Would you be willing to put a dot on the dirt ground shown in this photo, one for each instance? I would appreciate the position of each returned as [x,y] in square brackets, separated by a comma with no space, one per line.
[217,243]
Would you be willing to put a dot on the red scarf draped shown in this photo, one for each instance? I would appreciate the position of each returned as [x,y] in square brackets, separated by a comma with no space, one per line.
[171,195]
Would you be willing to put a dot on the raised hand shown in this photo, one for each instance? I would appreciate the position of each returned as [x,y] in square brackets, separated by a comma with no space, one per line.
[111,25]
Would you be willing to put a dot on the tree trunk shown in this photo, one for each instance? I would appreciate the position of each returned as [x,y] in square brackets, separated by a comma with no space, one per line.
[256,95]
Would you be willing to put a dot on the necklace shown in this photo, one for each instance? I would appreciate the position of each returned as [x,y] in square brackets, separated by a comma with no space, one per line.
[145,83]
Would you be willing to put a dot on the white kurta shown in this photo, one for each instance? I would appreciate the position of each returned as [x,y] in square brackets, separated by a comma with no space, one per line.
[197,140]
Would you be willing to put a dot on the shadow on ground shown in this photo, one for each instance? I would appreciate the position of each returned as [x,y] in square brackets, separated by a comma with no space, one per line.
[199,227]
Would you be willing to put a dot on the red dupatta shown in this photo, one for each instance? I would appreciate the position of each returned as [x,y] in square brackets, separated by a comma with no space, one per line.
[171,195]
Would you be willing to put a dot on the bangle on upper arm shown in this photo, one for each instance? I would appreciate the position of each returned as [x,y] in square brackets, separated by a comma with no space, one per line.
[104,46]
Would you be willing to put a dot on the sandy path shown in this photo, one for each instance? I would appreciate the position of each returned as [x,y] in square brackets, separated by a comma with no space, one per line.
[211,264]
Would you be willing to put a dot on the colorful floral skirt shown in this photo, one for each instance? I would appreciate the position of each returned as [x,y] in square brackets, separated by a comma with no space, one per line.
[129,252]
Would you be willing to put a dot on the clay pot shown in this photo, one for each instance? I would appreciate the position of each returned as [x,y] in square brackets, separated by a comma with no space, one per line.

◆ ◆ ◆ ◆ ◆

Task to carry out: Word for word, quote all of the data above.

Answer to this task:
Would you be willing to put a dot on the dirt ground shown in this photo, one for each instance? I would appreciate the position of each returned as [x,y] in square brackets, separated by a comma with no space, one per line.
[217,243]
Would you be willing to put a dot on the red scarf draped shown in this photo, one for each instance? I would appreciate the position of each returned as [x,y] in square brackets, separated by a comma with no space, one per line.
[171,195]
Would you be willing to put a dot on the raised hand shown in this photo, one for each instance? I would appreciate the position of each returned as [x,y] in square brackets, separated by a comma with no space, one per line.
[111,25]
Would you be willing to put a dot on the tree trunk shown in this photo, one for each instance? I would appreciate the position of each returned as [x,y] in square brackets, separated by a comma with no space, one per line.
[256,95]
Would you be willing to put a dot on the necklace shown in this photo, one for each instance? I would appreciate the position of each returned as [x,y] in square brackets, separated by a comma with no space, one per line.
[145,83]
Would you be willing to put a dot on the white kurta shown in this photo, one for each instance? I would appreciate the position of each returned as [x,y] in square brackets, separated by a comma with no space, one per line.
[197,140]
Would you be willing to put a dot on the shadow on ground shown in this photo, one for each instance? I would appreciate the position of each returned as [x,y] in square brackets, separated by a comma with no space, one per line.
[199,227]
Would you be willing to put a dot on the red dupatta shown in this photo, one for each instance? I would appreciate the position of each returned as [x,y] in square brackets, separated by a comma with no space, one per line.
[171,195]
Would you be willing to put a dot on the bangle on upper arm shown in this photo, one for each instance? I would appreciate the position of each returned as [x,y] in square brackets, separated by a comma with no space, one per line.
[104,46]
Would you be willing to put a dot on the sandy path shown in this photo, one for each instance? I would appreciate the position of each returned as [x,y] in square brackets, separated by a comma with no space, one per line.
[211,264]
Would you be willing to put a dot on the colorful floral skirt shown in this photo, one for each instance? I would appreciate the position of each returned as [x,y] in square brackets, separated by a comma with no space, one per line.
[129,252]
Would you be willing to put a dot on the clay pot shown in this photo, one for each instance? I would appreciate the position of each returned as [x,y] in square brackets, separated by a comma with no space, one per line.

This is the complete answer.